● **EXERCISE DIRECTIONS**: Please continue the LexiconWeaver project description, starting right after its last sentence.

● **PASSAGE TO READ**:
— BEGIN —

Skip to main content

A robust, human-in-the-loop framework for web novel translation

Project description

LexiconWeaver

A robust, human-in-the-loop framework for web novel translation with terminology consistency enforcement.

Overview

LexiconWeaver addresses the critical problem of Term Drift in machine translation of web novels (Xianxia, LitRPG, Fantasy). Traditional translators optimize for sentence-level fluency, ignoring novel-wide consistency. This results in proper nouns being translated inconsistently across chapters (e.g., "Spirit Severing" → "Spirit Cutting" in Chapter 1, "Soul Split" in Chapter 2).

— END —

● **GIVEN ENTRIES**:

— BEGIN —

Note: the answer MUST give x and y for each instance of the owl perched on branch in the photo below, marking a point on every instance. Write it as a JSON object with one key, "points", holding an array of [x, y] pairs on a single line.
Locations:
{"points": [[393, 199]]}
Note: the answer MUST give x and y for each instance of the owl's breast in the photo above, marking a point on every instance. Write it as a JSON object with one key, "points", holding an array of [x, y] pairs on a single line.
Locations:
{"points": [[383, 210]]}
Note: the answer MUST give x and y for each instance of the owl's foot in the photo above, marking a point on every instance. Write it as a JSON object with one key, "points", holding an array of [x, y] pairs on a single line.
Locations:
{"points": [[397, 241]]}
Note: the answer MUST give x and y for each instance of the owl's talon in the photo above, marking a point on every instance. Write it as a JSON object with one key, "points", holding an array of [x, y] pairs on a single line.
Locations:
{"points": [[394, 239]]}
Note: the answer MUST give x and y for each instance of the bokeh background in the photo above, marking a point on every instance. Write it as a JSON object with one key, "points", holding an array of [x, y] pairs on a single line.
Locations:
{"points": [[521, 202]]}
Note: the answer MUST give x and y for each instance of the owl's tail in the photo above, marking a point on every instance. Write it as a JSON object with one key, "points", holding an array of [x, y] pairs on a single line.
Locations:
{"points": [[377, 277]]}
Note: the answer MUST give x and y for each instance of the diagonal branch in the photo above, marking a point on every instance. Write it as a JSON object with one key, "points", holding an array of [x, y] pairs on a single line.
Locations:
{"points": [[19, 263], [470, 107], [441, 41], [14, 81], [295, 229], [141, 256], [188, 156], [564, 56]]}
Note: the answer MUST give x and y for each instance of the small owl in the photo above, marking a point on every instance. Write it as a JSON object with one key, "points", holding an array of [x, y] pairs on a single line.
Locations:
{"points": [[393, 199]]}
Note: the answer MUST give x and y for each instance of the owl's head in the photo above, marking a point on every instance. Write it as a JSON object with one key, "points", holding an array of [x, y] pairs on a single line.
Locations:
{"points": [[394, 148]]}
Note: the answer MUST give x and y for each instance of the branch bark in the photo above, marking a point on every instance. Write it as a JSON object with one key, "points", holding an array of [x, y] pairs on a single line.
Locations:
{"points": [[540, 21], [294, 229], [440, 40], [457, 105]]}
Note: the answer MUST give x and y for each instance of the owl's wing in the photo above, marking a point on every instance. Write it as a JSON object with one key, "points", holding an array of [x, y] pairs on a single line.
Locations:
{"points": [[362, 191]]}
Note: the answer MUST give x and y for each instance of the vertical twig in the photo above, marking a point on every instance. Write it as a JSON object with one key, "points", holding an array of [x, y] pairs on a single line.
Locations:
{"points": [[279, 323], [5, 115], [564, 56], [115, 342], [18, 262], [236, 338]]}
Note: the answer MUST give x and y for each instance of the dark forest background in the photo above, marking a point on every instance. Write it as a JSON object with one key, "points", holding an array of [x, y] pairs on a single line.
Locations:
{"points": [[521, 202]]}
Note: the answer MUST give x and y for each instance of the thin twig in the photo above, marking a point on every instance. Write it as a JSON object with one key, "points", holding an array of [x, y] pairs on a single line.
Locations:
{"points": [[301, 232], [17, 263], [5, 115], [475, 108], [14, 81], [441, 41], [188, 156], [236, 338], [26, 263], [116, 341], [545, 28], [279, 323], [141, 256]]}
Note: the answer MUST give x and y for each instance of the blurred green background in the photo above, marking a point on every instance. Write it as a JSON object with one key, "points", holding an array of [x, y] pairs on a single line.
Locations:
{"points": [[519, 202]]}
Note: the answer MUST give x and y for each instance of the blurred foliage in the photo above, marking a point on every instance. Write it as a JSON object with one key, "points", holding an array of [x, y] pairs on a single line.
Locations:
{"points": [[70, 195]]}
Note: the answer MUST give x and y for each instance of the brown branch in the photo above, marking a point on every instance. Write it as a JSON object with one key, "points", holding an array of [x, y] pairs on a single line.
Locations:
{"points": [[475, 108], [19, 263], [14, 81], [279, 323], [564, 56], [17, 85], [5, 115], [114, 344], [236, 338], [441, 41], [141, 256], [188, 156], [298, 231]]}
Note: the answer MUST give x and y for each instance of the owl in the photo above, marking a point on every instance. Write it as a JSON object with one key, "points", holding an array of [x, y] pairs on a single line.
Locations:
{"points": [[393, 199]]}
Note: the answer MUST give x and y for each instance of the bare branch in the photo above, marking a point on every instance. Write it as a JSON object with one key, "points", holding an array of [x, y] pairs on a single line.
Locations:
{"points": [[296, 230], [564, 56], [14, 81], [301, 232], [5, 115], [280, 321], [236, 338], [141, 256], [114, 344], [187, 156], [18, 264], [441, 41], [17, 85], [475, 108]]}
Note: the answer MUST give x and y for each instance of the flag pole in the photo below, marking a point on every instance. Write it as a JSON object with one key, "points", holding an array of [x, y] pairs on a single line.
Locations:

— END —

● **WRITTEN RESPONSE**:
The Solution

LexiconWeaver introduces a Middleware Layer that enforces terminology constraints before the AI generates text through a human-in-the-loop workflow:

  1. Scout: The machine identifies potential terms using heuristics
  2. Annotate: The human defines terms once
  3. Weave: The machine generates text strictly adhering to those definitions

Features

  • Intelligent Term Discovery: Heuristic-based Scout engine identifies potential terms using frequency, capitalization, and structural patterns
  • Human-in-the-Loop Workflow: Interactive TUI for efficient term annotation
  • Consistent Translation: Dynamic glossary injection ensures terminology consistency
  • Translation Caching: Avoid re-translating identical paragraphs
  • Dual Interface: Both CLI for automation and TUI for interactive use
  • Robust Error Handling: Graceful degradation and crash recovery

Installation

Prerequisites

  • Python 3.12+
  • Ollama installed and running with a language model

Install LexiconWeaver

pip install -e .

Or install with development dependencies:

pip install -e ".[dev]"

Download Spacy Model (Optional)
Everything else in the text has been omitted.